=== Begin Enclosure ===

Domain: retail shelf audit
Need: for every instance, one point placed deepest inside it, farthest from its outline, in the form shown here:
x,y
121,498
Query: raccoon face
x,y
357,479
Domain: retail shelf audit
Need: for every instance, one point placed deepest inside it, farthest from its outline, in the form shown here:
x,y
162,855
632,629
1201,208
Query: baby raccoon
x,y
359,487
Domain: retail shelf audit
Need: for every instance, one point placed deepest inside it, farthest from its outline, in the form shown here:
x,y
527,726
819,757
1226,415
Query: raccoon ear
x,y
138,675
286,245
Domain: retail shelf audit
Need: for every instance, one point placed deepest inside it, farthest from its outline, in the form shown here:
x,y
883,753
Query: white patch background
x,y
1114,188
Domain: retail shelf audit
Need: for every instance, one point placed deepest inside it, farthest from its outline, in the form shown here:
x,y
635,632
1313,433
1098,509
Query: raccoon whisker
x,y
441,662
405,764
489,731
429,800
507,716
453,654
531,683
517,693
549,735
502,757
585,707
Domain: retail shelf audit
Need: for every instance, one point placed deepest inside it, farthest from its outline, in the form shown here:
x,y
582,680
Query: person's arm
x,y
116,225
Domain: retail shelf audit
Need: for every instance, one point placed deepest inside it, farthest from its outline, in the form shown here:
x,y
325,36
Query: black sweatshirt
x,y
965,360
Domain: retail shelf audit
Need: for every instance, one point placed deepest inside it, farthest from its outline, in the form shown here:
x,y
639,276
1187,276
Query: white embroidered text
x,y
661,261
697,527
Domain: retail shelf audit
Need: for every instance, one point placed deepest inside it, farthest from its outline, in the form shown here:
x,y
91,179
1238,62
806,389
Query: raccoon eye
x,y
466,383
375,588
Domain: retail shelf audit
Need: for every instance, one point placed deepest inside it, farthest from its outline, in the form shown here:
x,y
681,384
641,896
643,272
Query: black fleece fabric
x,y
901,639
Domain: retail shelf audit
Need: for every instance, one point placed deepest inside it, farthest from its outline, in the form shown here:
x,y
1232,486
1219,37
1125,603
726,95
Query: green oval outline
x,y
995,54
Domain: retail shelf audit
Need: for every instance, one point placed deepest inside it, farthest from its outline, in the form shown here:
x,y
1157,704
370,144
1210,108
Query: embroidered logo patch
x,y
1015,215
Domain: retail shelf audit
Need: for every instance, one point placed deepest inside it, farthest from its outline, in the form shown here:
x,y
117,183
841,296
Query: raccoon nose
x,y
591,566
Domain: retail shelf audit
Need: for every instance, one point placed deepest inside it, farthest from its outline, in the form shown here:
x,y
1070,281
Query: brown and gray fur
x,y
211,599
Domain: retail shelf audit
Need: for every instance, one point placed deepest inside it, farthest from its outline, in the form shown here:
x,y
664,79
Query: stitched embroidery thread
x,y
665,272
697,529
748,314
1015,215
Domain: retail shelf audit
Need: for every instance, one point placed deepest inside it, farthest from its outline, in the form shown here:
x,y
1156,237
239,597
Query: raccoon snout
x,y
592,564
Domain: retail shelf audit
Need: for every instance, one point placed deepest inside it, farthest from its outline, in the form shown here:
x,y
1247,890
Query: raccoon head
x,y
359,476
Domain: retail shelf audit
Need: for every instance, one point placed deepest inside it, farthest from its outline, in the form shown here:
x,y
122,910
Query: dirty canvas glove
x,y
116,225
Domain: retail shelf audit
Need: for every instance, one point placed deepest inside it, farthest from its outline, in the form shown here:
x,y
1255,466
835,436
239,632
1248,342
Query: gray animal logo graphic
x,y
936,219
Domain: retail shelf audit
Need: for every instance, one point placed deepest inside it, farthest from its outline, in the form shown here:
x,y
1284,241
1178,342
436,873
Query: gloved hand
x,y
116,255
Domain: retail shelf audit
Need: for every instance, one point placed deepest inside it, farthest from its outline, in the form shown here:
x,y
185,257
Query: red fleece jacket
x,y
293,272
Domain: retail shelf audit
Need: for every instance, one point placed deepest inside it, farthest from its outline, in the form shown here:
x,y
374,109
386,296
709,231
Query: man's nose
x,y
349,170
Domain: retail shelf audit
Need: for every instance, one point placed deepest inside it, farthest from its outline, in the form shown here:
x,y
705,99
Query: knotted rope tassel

=== End Enclosure ===

_WHAT YOU HAVE TO DO_
Output an identical copy of every record above.

_RESPONSE AREA_
Domain: retail shelf audit
Need: for every instance, one point placed deepest inside it, farthest from its outline, in the form shown here:
x,y
121,498
Query: raccoon face
x,y
357,479
Domain: retail shelf audit
Need: for every instance, one point placed deepest inside it, farthest from its outline, in the form shown here:
x,y
162,855
632,629
1201,208
Query: baby raccoon
x,y
359,487
Domain: retail shelf audit
Need: for every instance, one point placed deepest inside it, farthest from its outline, in the form shown here:
x,y
527,726
819,757
1226,415
Query: raccoon ear
x,y
138,675
286,245
Domain: retail shelf audit
Need: for every instance, one point placed deepest inside it, farthest from its outline, in the form shown here:
x,y
883,753
Query: white patch background
x,y
1114,188
Domain: retail shelf audit
Need: for every instance, one point placed deepest inside it, farthest from its outline, in the form shown here:
x,y
635,632
1313,433
1098,509
Query: raccoon whisker
x,y
441,662
405,764
489,731
429,800
507,716
453,654
531,683
517,693
549,735
502,757
585,707
Domain: retail shelf audit
Need: for every instance, one point placed deepest inside it, farthest from its outline, in the form shown here:
x,y
582,680
Query: person's arm
x,y
116,225
Domain: retail shelf audit
Need: for every instance, one point placed deepest inside it, farthest from its outline, in the form shown here:
x,y
325,36
Query: black sweatshirt
x,y
965,360
Domain: retail shelf audit
Need: for every instance, one point placed deepest inside it, farthest from its outline, in the form shown here:
x,y
639,276
1187,276
Query: white embroidered text
x,y
661,261
697,527
Domain: retail shelf audit
Need: for every instance, one point placed deepest inside it, farthest from its outline, in the form shown here:
x,y
91,179
1238,62
806,389
Query: raccoon eye
x,y
466,383
375,588
Domain: retail shelf audit
Need: for every instance, one point placed deepest inside it, farthest from its outline, in the form shown here:
x,y
681,384
641,896
643,272
Query: black fleece fabric
x,y
901,639
Domain: retail shelf audit
Need: for every instance, one point placed deepest inside it, farthest from its outline, in the form shown here:
x,y
1232,486
1219,37
1125,603
726,95
Query: green oval outline
x,y
995,54
Domain: retail shelf audit
Need: for every instance, one point placed deepest inside it, farthest from its outline, in the form shown here:
x,y
1157,704
370,144
1210,108
Query: embroidered logo patch
x,y
1015,215
Domain: retail shelf audit
Need: for every instance, one point placed deepest inside it, farthest from its outline, in the form shown here:
x,y
117,183
841,296
Query: raccoon nose
x,y
591,566
Domain: retail shelf audit
Need: for every instance, one point placed deepest inside it, farthest from its outline, in the form shown here:
x,y
1070,281
Query: brown and gray fur
x,y
211,599
Domain: retail shelf audit
Need: for every instance, one point placed deepest inside it, farthest from its outline, in the form shown here:
x,y
664,79
Query: stitched embroidery thread
x,y
665,272
697,529
748,314
1015,215
Domain: retail shelf audit
Need: for every instance, one point placed deepest inside it, farthest from its outline, in the form shown here:
x,y
1156,237
239,597
Query: raccoon snout
x,y
592,564
Domain: retail shelf audit
Need: for every instance, one point placed deepest inside it, farthest from its outline, in the form shown here:
x,y
1247,890
Query: raccoon head
x,y
359,476
Domain: retail shelf audit
Need: for every instance, one point placed deepest inside it, farthest from its outline, in the form shown here:
x,y
122,910
Query: dirty canvas glove
x,y
116,225
Domain: retail shelf audit
Need: for every instance, one point placed deepest inside it, farthest from its outline, in the form shown here:
x,y
1255,466
835,436
239,632
1248,342
Query: gray animal logo graphic
x,y
936,219
Domain: retail shelf audit
Need: for every instance, one point placed deepest inside it, farthest from its outline, in the form shown here:
x,y
1284,241
1178,342
436,873
Query: gloved hand
x,y
116,255
Domain: retail shelf audit
Need: for every instance, one point placed deepest inside it, farthest from its outline, in the form shown here:
x,y
185,257
Query: red fleece jacket
x,y
293,272
Domain: retail shelf audit
Need: for every instance, one point placed deepest inside it, farthest from its outline, in the form shown here:
x,y
374,109
386,296
709,231
Query: man's nose
x,y
349,170
Domain: retail shelf audit
Need: for every instance, one point placed deepest inside it, farthest from its outline, in the form shown here:
x,y
705,99
Query: knotted rope tassel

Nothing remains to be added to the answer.